-------- Text segment

Moreover, using word unit for Tigrigna and morph unit for Amharic 10.71 for Tigrigna-Amharic
and 9.09 BLEU score for Amharic-Tigrigna have been achieved. Finally, the researchers found
and concluded as their work result shows that a 4.24% performance improvement was observed
using morpheme-based translation over word-based translation from Amharic-Tigrigna
translation.
A work by Habtamu Mekonnen [57] based on SMT and the corpus was collected from Amharic
texts, Mass Media Agency, and Bible. They used 3500 (1500 simple, 1000 compound, and 1000
complex sentences) and a maximum of 5000 sentences for each sentences type for training with a
10 fold cross-validation. For the language model, they used a minimum of 5700 and a maximum
of 14491 monolingual sentences for the Awngi language. Moses for Mere Mortal for the
translation process, MGIZA++ for alignment, and IRSTLM for language model were used. A 37%
(1-gram scoring) and 17.26% (3-gram scoring) BLUE score was recorded using complex
sentences.
Page 49 of 119
iii. Bidirectional Amharic-Afaan Oromo Machine Translation Using Hybrid Approach
The study was done by Gelan Tulu Heyi [58]. The researcher collected and prepared the corpus
from Fana Broadcasting Corporate News, Holy Bible. A 1402 Amharic-Afaan Oromo parallel
sentences were used. Around 7.2% of the total parallel sentences, (i.e., 101 sentences) for testing
and 93.8%, (i.e., 1301 parallel sentences) were used for training. Totally two experiments were
conducted using two different approaches namely statistical and hybrid approaches. In the
statistical approach, a BLEU score of 89.39% and 80.33% were achieved to translate Amharic to
Afaan Oromo and vice versa respectively. In a hybrid approach, a BLEU score of 91.56% and
82.24% were achieved for Amharic to Afaan Oromo and Afaan Oromo to Amharic translation
respectively. The result shows that the hybrid approach is slightly better than the statistical
approach. The result recorded was somehow high because the test set taken was from the corpus
itself.

----------------
-------- Material provided

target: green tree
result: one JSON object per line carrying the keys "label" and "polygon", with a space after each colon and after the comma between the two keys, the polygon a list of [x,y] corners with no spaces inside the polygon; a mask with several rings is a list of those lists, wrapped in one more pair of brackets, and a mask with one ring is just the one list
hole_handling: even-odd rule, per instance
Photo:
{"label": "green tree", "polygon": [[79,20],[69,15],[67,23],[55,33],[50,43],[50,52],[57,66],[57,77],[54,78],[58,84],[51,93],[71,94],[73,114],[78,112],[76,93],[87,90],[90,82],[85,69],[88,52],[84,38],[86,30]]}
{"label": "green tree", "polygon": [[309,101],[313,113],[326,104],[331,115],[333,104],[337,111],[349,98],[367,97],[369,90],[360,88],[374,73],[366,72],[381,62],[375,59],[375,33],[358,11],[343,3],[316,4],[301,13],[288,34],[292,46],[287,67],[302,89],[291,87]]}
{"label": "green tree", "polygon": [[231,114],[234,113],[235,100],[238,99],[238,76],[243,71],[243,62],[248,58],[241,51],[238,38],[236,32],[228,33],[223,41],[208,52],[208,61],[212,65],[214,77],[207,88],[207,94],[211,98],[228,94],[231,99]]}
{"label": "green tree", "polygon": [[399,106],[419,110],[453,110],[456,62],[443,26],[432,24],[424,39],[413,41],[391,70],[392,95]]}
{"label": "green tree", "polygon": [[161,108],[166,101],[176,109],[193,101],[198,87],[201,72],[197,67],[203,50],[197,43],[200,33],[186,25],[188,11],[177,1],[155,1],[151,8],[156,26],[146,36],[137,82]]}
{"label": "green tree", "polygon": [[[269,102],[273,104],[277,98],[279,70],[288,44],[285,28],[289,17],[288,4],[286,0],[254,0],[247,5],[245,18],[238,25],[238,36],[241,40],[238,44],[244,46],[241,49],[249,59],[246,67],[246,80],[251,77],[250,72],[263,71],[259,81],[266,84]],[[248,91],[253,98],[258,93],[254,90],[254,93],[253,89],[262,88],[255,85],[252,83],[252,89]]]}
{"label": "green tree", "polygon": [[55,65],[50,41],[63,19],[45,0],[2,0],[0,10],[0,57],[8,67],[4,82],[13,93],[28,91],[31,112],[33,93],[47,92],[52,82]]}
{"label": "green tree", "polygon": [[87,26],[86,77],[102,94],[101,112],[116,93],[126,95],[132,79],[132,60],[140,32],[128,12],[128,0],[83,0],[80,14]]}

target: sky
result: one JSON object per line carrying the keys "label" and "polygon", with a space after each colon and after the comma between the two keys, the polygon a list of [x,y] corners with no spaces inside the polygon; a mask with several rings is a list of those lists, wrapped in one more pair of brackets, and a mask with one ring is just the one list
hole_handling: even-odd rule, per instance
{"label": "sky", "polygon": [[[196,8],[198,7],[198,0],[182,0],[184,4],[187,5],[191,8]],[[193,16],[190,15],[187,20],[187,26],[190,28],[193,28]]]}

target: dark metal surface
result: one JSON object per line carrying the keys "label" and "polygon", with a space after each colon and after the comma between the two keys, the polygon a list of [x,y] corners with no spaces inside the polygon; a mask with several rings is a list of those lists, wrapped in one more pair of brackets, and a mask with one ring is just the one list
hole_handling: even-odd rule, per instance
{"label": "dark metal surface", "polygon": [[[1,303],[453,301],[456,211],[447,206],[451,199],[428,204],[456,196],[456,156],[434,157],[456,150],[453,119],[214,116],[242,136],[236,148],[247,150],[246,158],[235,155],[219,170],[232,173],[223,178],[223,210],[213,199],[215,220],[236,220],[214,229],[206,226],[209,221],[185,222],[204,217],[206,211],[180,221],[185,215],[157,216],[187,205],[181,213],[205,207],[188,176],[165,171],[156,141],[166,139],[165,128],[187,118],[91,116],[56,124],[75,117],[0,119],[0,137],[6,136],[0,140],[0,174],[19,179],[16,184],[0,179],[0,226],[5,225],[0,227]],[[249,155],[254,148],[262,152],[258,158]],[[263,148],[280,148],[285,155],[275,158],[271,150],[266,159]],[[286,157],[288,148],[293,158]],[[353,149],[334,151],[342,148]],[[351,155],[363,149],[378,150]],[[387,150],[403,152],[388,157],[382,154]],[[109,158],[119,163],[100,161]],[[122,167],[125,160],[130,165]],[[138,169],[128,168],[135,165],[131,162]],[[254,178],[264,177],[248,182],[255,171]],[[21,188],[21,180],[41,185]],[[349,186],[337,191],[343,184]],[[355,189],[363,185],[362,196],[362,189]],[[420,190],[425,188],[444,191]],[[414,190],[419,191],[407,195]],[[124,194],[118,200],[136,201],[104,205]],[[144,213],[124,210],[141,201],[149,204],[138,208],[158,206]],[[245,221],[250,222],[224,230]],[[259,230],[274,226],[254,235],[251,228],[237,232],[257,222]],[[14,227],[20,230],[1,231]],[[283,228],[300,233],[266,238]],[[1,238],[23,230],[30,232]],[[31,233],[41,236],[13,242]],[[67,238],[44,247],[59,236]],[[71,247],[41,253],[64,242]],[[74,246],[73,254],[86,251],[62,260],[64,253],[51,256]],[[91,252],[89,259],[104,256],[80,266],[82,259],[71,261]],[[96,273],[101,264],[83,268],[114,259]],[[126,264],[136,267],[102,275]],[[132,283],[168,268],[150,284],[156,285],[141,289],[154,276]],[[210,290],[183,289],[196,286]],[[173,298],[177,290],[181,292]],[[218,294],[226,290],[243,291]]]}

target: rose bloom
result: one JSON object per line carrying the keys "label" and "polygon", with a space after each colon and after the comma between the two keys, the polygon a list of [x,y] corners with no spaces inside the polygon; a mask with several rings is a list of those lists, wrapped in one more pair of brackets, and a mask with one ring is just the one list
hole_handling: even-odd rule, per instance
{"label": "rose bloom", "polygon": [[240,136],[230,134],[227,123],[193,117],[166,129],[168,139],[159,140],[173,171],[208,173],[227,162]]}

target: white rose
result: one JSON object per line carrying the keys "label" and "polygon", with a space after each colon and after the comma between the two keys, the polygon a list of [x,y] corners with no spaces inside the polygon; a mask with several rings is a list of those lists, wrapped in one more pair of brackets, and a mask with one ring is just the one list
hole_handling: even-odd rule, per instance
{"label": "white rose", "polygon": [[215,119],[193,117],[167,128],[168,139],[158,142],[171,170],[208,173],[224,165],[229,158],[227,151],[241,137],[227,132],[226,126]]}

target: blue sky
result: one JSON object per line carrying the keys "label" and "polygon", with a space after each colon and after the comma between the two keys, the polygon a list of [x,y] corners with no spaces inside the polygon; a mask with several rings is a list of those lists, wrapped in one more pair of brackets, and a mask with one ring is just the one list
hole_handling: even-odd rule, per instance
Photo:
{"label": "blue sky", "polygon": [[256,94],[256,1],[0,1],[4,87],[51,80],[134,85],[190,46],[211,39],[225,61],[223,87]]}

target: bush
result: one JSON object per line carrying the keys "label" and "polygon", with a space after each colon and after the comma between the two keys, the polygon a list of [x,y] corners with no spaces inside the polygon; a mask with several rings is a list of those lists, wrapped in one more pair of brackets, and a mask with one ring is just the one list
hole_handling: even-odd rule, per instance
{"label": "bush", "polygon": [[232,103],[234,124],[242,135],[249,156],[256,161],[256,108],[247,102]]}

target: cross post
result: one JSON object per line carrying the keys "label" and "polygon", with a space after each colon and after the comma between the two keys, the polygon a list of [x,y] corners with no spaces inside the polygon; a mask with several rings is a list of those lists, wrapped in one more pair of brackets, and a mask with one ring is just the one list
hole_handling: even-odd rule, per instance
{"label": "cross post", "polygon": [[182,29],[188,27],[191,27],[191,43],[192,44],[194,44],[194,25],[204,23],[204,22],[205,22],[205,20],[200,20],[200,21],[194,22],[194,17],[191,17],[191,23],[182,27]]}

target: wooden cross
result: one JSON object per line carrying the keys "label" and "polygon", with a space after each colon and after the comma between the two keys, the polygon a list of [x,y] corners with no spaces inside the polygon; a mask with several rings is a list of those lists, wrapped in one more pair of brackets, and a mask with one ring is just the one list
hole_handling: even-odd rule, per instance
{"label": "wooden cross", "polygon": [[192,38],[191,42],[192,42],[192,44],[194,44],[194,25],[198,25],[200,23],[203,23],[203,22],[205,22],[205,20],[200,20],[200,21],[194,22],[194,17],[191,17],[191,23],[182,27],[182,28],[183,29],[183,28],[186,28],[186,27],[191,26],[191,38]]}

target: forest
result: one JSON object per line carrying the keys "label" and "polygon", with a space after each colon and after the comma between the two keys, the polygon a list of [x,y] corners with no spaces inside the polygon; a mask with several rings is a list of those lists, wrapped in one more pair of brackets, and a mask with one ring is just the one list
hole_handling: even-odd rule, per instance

----------------

**Direction A**
In the text on machine translation studies, what BLEU score did the hybrid approach achieve for Amharic to Afaan Oromo translation?
**Direction B**
Return the part of the text on machine translation studies from "Moreover, using word" up to and including "translation.".
**Direction C**
Carry the text on machine translation studies further from the point where it stops.

**Task result A**
91.56%

**Task result B**
Moreover, using word unit for Tigrigna and morph unit for Amharic 10.71 for Tigrigna-Amharic
and 9.09 BLEU score for Amharic-Tigrigna have been achieved. Finally, the researchers found
and concluded as their work result shows that a 4.24% performance improvement was observed
using morpheme-based translation over word-based translation from Amharic-Tigrigna
translation.

**Task result C**
This section discusses related works of machine translation specifically related to both Ge’ez and
Amharic languages. Each work is discussed in detail as follows.
Done by Dawit Mulugeta [17], which uses phrase-based Statistical Machine Translation to
translate from Ge’ez to Amharic. The researcher used 12840 Ge’ez and Amharic parallel sentences
from only religious sources. The corpora were prepared from the online available Old Testaments
of Ge’ez and Amharic Bible. In addition to the bible, other religious sources like the Praises of St.
Mary (Wedase Mariam), Arganon, and some editions of Hamer Magazine were also used. The
dataset was split into 90% training and 10% for testing purposes. The software and tools used by
the researcher were Moses for translation and modeling purposes, IRSTLM for language modeling,
and GIZA++ for word alignment. The researcher said that the SMT system does not perform well
due to the limited size of the corpus, 12, 840 parallel bilingual sentences. A BLUE score obtained
was 8.26% [17].
Page 50 of 119
ii. Morpheme Based Bi-directional Ge’ez-Amharic Machine Translation
This work is conducted by Tadesse Kassa [2] and outperforms the word-based machine translation.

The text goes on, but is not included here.